> Exercise text:
Algerian rapper (born 1993)

Didine Canon 16 is the stage name of Khireddine Youcef (خير الدين يوسف; born 2 January 1993), an Algerian rapper, singer-songwriter, and actor. Since 2015, he has been one of the most popular rappers in the Maghreb region. His YouTube channel has surpassed 2.1 billion views since its creation in 2018.

== Biography ==
Didine Canon 16, whose real name is Khireddine Youcef, was born on January 2, 1993, in Staoueli, a municipality in the province of Algiers, Algeria. He hails from a family in Beni Ourtilane.

In 2015, he released a song titled "Akhténi," which garnered significant success and introduced him to the rap scene.

[Referring expression data]

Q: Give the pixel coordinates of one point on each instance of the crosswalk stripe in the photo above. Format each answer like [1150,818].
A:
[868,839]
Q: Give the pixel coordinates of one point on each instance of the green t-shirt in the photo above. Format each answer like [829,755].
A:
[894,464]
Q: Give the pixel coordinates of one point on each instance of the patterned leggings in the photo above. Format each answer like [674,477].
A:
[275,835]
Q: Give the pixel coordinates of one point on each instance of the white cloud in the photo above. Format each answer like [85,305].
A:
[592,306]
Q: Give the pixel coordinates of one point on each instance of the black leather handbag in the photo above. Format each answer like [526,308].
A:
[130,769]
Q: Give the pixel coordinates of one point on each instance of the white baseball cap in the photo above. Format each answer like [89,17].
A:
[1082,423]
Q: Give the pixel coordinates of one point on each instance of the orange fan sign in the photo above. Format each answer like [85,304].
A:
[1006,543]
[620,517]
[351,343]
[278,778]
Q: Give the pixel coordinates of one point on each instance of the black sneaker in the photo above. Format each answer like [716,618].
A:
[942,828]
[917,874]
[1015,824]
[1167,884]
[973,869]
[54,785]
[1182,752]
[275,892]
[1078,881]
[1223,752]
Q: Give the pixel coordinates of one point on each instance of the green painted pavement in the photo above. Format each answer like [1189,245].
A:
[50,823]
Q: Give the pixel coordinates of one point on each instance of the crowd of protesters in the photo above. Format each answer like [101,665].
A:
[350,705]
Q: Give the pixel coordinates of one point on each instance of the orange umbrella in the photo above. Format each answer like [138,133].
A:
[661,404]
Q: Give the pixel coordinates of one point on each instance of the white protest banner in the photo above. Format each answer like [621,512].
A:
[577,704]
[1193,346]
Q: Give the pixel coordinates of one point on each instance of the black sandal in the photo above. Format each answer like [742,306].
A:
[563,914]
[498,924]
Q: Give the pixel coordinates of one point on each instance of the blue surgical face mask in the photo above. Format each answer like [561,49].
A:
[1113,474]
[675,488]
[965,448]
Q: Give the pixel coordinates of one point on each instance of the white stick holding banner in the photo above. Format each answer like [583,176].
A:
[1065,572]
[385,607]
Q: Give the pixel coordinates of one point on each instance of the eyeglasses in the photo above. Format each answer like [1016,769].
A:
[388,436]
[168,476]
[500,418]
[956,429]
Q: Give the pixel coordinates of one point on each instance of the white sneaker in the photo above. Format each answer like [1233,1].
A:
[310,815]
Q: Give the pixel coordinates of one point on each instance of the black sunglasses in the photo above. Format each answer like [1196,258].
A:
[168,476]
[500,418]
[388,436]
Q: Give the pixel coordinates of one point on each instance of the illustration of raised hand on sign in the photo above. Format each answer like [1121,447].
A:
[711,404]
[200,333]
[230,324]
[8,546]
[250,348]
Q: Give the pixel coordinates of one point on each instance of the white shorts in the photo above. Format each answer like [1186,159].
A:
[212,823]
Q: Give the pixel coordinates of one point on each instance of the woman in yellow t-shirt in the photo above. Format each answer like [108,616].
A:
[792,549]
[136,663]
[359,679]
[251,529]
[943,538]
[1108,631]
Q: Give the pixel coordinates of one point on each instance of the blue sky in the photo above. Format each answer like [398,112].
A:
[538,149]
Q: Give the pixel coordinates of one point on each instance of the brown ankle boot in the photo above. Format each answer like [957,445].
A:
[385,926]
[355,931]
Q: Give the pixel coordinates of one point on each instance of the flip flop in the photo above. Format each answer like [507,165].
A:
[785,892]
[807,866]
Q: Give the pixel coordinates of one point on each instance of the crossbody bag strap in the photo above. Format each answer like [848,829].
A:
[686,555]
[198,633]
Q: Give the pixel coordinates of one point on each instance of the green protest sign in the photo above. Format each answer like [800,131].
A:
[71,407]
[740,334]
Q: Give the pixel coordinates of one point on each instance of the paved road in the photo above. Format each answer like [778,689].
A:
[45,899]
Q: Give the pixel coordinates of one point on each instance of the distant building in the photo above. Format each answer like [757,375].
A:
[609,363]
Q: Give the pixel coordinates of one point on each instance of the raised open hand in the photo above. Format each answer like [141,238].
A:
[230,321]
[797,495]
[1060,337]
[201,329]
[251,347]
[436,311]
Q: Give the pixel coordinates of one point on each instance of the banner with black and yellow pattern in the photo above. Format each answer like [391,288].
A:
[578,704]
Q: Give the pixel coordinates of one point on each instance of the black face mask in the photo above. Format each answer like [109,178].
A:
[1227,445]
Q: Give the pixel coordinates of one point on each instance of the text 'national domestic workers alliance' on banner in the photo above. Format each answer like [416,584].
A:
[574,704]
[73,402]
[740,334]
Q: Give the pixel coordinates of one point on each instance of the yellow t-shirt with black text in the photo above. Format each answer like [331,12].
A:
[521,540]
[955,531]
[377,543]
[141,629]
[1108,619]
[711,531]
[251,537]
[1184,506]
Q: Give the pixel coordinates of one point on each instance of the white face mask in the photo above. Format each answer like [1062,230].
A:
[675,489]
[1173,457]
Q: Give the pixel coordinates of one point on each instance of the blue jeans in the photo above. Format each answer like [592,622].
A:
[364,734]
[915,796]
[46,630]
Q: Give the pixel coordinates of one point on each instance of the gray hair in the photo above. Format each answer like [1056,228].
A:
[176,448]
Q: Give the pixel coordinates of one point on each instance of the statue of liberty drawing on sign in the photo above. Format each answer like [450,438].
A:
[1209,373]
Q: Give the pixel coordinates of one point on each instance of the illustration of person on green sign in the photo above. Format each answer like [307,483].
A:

> Your assignment: According to the text about the Algerian rapper, in which town was Didine Canon 16 born? The referring expression data is not needed for the exercise that follows.

> Exercise result: Staoueli, a municipality in the province of Algiers, Algeria.